• **Passage**:
---
Click here to Skip to main content
15,917,454 members
Articles / Programming Languages / C#

My Work with LiteDB

Rate me:
Please Sign up or sign in to vote.
5.00/5 (19 votes)
14 Jul 2022CPOL6 min read 16.4K   23   11
My experience with the LiteDB database
In this article, you will see a desktop application which creates many objects and searches for text in them.

Recently, I was looking for a storage system for my program. This is a desktop application that creates many objects and searches for text in them. So I thought: "Why don't I try something new." Instead of an SQL database, I could use some kind of document database. But I didn't want to have a separate server, I wanted this database to work with a simple file. Searching the Internet for this kind of databases for .NET applications quickly led me to LiteDB. And here I want to share my experience with this database.

Inheritance

My program works as follows. I want to store objects like this:

C#
internal class Item
{
    public string Title { get; set; }

    public string Description { get; set; }

    public List<Field> Fields { get; set; } = new List<Field>();
}

But the Field class is abstract. And it has many descendants:

C#
internal abstract class Field
{
}

internal sealed class TextField : Field
{
    public string Text { get; set; }
}

internal sealed class PasswordField : Field
{
    public string Password { get; set; }
}

internal sealed class DescriptionField : Field
{
    public string Description { get; set; }
}

...
---
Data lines
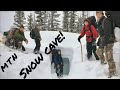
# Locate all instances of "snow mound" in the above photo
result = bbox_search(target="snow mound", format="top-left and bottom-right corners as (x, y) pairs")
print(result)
(0, 31), (120, 79)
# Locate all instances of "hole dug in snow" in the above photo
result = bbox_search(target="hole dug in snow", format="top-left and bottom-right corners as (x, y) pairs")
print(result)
(50, 47), (73, 75)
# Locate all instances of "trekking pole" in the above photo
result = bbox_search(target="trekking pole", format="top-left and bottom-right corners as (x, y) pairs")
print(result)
(80, 41), (83, 62)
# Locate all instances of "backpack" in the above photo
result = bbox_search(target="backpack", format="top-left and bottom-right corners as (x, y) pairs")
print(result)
(105, 11), (120, 28)
(30, 29), (35, 39)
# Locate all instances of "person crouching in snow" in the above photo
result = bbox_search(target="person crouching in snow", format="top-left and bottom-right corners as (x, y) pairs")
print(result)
(78, 18), (99, 60)
(13, 25), (28, 51)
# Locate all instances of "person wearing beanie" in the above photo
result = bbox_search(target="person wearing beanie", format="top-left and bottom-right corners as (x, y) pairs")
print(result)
(96, 12), (116, 78)
(78, 18), (99, 60)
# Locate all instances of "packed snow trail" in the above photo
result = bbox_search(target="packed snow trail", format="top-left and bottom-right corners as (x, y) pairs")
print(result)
(0, 31), (120, 79)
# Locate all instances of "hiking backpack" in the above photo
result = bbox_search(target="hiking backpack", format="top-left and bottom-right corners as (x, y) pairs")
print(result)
(84, 16), (98, 38)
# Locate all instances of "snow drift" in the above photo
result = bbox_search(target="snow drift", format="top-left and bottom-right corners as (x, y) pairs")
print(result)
(0, 31), (120, 79)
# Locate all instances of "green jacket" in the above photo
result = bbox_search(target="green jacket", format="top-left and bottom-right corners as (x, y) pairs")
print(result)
(14, 30), (26, 41)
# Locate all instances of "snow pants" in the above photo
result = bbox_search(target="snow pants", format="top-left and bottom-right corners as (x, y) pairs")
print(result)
(96, 44), (116, 76)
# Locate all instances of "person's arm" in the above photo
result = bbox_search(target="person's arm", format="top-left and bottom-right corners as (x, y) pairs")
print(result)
(103, 18), (112, 46)
(80, 26), (85, 38)
(91, 25), (98, 39)
(78, 26), (85, 42)
(14, 31), (26, 41)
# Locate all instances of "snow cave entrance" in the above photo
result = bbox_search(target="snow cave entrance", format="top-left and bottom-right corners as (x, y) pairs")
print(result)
(50, 47), (73, 75)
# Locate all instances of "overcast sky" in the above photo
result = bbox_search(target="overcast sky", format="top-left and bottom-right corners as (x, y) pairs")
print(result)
(0, 11), (95, 31)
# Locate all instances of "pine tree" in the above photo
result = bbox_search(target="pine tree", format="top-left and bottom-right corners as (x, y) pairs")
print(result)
(35, 11), (47, 31)
(27, 13), (33, 31)
(69, 11), (76, 32)
(63, 11), (69, 32)
(51, 11), (60, 31)
(76, 13), (83, 33)
(14, 11), (25, 27)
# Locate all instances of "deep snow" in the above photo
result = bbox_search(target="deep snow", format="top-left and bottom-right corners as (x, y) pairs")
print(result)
(0, 31), (120, 79)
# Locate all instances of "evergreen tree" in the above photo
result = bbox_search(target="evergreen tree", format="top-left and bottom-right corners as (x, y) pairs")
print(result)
(27, 13), (33, 31)
(14, 11), (25, 27)
(69, 11), (77, 32)
(50, 11), (60, 31)
(63, 11), (69, 32)
(35, 11), (47, 31)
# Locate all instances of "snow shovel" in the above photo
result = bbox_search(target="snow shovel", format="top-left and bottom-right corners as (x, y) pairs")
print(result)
(80, 41), (83, 62)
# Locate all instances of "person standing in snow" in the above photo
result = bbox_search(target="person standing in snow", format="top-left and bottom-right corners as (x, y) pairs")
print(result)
(78, 19), (99, 60)
(58, 49), (64, 76)
(13, 25), (28, 51)
(3, 25), (18, 47)
(51, 49), (63, 77)
(30, 25), (42, 54)
(96, 11), (107, 64)
(96, 11), (116, 78)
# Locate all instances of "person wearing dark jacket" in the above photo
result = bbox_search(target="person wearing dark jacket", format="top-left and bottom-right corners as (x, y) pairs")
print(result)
(33, 25), (41, 54)
(96, 11), (107, 64)
(78, 19), (99, 60)
(95, 10), (116, 78)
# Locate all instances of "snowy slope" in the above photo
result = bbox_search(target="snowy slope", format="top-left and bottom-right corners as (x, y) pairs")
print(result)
(0, 31), (120, 79)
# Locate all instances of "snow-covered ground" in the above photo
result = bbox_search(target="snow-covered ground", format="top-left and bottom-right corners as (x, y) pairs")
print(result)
(0, 31), (120, 79)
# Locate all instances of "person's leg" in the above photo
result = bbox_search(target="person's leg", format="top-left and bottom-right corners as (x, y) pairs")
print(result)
(105, 44), (116, 77)
(96, 47), (105, 64)
(92, 45), (99, 60)
(87, 42), (92, 59)
(36, 39), (40, 51)
(14, 39), (18, 49)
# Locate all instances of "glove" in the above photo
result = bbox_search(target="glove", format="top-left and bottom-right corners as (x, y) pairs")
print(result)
(78, 36), (81, 42)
---
• **Written task 1**:
Answer these questions about the LiteDB text:
(a) What kind of program was the author looking for a storage system for?
(b) Instead of a separate server, what did the author want the database to work with?
(c) Which class in the code is declared abstract?
• **Written task 2**: Please return every line of the entries above that contains the string "entrance". Case counts.

• **Task output 1**:
(a) A desktop application that creates many objects and searches for text in them.
(b) A simple file.
(c) The Field class.

• **Task output 2**:
# Locate all instances of "snow cave entrance" in the above photo
result = bbox_search(target="snow cave entrance", format="top-left and bottom-right corners as (x, y) pairs")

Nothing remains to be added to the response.